• Bereitgestellter Auszug:
···
Sollte die Gentechnik fortschreiten - und das wird sie, dann werden sich Kinder noch mehr über das Sortiment ihres "Zubehörs" beschweren: "Ihr habt an mir gespart!" - Künftige Eltern werden es schwerer haben, wenn sie etwas können und dürfen, es aber nicht tun oder sich nicht leisten können. Insbesondere dumme Eltern sind arm dran, wenn sie ihrem Kind nicht zu verstehen geben, dass seine wenngleich auch länger durchlitten-durchdachte "Beschwerde" in dem Maße nebensächlicher wird und sich gänzlich erübrige, wie das Leben "trotzdem" gelingt und Freude machen kann.
Erfahrungen mit Menschen und Trisomie21:
1) Als Jugendlicher spielte ich oft mit "Downies". Beim Fußball wurden sie dann eben als "Hindernisse" in Position gebracht. Sie verblüfften nicht selten durch überraschende Mitwirkung. Es machte uns gemeinsamen Spaß. Einige waren uns sehr lieb, andere weniger. Wie auch umgekehrt. - Alles "eigentlich ganz normal", doch deutlich überdurchschnittlich herzlich.
2) Vor dem Studium fuhr ich für die "Johanniter Unfallhilfe" Behinderte zwischen ihren Elternhäusern/Heimen und speziellen Behinderten-Werkstätten hin und her. Es war mit ihnen mitunter anstrengend, aber stets viel netter, amüsanter und liebenswerter als wenn ich nörgelnde Leute, besoffene Verletzte zu transportieren hatte. Die "Downies" waren "meine Freunde" und zwar mit Seelenverwandtschaft für Wesentliches im Leben, für Neugierde, für positive Überraschung und Freude.
···
• Aufgaben:
a. Für welche Organisation fuhr die erzählende Person laut dem Auszug über Erfahrungen mit Trisomie 21 vor dem Studium Behinderte hin und her?
b. Setze den Auszug über Erfahrungen mit Menschen mit Trisomie 21 nach seinem letzten Satz fort.

• Vorgegebene Einträge:
···
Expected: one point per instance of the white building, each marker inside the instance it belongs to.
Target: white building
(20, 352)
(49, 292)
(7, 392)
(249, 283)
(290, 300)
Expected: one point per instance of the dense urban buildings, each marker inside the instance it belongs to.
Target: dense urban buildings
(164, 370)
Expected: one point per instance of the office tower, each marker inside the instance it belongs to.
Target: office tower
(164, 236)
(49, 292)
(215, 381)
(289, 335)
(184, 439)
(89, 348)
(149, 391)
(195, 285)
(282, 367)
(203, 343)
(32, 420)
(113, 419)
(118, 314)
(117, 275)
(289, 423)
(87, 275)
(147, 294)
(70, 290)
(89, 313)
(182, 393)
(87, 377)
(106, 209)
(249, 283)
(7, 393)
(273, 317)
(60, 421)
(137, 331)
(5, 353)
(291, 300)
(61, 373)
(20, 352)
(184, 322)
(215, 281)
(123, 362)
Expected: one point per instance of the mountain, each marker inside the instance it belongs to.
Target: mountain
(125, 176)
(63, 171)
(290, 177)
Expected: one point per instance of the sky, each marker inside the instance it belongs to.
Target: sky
···
• Ergebnisse nacheinander:
a. Für die Johanniter Unfallhilfe.

b.
Einmal wanderte ich mit einer Gruppe "Downies" durch die "Einkaufsmeile" von Lüdenscheid (Wilhelm-Straße) - und da es mitunter sehr "kräfte Burschen" waren, stellte ich sie dann gleich auch mal den örtlichen Rockern vor (einige davon meine inzwischen gefeuerten Handball-Kollegen), für die es Wesen wie von einem anderen Stern waren, "aber respekteinflößend".
Mir dann eben verdächtig auch an den Reaktionen der übrigen Bevölkerung, wie entfremdet und isoliert in unserer Gesellschaft Behinderte waren - und möglicherweise trotz aller Aufklärung und Fortschritte auch heute immer noch sind.
3) Auch in der Verwandtschaft hatte ich eine liebe Cousine mit Down-Syndrom, die glücklich über 40 Jahre alt wurde, ehe sie zum Leidwesen aller Angehörigen verstarb.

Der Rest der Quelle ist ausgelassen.